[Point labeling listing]
▼
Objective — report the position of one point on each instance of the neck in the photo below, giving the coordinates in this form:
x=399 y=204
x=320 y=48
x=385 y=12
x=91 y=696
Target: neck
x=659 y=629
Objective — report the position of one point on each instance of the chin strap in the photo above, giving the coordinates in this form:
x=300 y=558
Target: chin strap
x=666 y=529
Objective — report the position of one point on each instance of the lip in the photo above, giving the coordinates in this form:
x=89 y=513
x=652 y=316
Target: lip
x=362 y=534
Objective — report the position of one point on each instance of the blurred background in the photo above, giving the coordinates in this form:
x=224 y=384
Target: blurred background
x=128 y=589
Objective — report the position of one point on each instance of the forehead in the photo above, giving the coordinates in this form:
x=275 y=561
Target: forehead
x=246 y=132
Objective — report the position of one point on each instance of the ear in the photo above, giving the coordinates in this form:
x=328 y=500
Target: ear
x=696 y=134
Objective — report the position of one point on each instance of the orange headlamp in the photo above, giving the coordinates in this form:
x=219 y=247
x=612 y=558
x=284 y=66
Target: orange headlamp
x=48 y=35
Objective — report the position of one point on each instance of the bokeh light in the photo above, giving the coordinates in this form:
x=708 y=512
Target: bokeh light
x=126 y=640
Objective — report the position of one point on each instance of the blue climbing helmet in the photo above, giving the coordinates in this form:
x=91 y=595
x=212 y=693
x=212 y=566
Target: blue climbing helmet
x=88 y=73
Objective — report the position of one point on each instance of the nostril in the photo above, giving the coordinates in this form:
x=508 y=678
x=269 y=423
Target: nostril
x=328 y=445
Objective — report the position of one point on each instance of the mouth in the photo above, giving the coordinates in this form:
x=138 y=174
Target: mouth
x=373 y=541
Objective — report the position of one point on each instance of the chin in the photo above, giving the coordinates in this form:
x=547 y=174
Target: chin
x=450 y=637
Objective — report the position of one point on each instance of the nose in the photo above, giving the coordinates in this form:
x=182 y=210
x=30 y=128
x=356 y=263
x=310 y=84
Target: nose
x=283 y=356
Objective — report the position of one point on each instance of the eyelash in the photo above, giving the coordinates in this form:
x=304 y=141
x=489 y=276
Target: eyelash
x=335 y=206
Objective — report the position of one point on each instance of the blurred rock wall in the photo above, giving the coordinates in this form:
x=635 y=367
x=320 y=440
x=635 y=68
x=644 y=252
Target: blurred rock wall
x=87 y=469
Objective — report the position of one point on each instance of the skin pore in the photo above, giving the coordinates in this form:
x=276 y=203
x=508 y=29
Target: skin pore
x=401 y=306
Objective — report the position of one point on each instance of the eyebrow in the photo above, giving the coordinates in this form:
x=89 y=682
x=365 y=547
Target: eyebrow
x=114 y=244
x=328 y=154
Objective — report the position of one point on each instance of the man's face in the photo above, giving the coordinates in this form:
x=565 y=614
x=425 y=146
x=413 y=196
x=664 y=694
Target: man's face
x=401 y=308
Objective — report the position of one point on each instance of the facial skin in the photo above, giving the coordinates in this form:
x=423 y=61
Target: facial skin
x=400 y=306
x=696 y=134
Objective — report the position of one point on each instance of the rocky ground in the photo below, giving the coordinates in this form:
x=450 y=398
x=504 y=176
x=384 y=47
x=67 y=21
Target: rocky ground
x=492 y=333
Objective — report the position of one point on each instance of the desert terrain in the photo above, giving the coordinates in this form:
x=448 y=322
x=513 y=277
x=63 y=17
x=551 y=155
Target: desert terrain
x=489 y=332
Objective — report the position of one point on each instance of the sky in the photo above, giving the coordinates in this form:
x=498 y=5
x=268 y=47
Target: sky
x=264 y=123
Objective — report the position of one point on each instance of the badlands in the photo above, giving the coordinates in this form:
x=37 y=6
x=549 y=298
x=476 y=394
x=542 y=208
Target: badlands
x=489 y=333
▲
| STATED TASK |
Update the listing from the line with "instance of the sky" up to and including the line with "x=264 y=123" by replacing "sky" with "clouds" and leaving all else unchanged. Return only those lines.

| RIGHT ANSWER |
Objective — report the position of one point on each instance of the clouds in the photo above, giving the coordinates in this form:
x=498 y=5
x=268 y=47
Target: clouds
x=264 y=123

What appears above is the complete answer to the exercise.